WYMAGANIA ĆWICZENIA:
A) Przetłumacz na język angielski zdanie z wpisu na forum o Maździe 6: „Sytuacja jest o tyle dziwna, że ten dźwięk raz jest a raz go nie ma...”.
B) Przedstaw wszystkie wiersze rekordów jako tabelę Markdown z kolumnami „Nr” i „Treść”, pomijając puste wiersze.

Z góry przepraszam wszystkich forumowiczów, że swoją obecność na forum zaczynam od założenia tematu, ale uwierzcie mi, nakopałem się w internecie bardzo dużo, na tym forum również i nie znalazłem jednoznacznej odpowiedzi na moje pytanie.
Problem dotyczy mojej Madzi – 6, 2.0 (nie wiem jakie jest prawidłowe oznaczenie silnika więc nie będę strzelał), w dowodzie jest DIT 2.0, 121 koni, rok 2008, ostatnia w starej "budzie"
Przebieg 93 500 km
Dorzucam fotkę silnika, mam nadzieje, że powie to coś więcej.
[img=http://www65.zippyshare.com/thumb/55808335/file.html][/img]
Sytuacja jest o tyle dziwna, że ten dźwięk raz jest a raz go nie ma...

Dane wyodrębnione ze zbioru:
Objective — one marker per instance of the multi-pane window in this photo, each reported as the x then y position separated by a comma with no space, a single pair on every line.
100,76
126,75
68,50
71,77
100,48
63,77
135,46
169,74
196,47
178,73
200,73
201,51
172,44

ROZWIĄZANIA ZADAŃ:
A) The situation is strange in that the sound is there one moment and gone the next...

B)
| Nr | Treść |
|---|---|
| 1 | Objective — one marker per instance of the multi-pane window in this photo, each reported as the x then y position separated by a comma with no space, a single pair on every line. |
| 2 | 100,76 |
| 3 | 126,75 |
| 4 | 68,50 |
| 5 | 71,77 |
| 6 | 100,48 |
| 7 | 63,77 |
| 8 | 135,46 |
| 9 | 169,74 |
| 10 | 196,47 |
| 11 | 178,73 |
| 12 | 200,73 |
| 13 | 201,51 |
| 14 | 172,44 |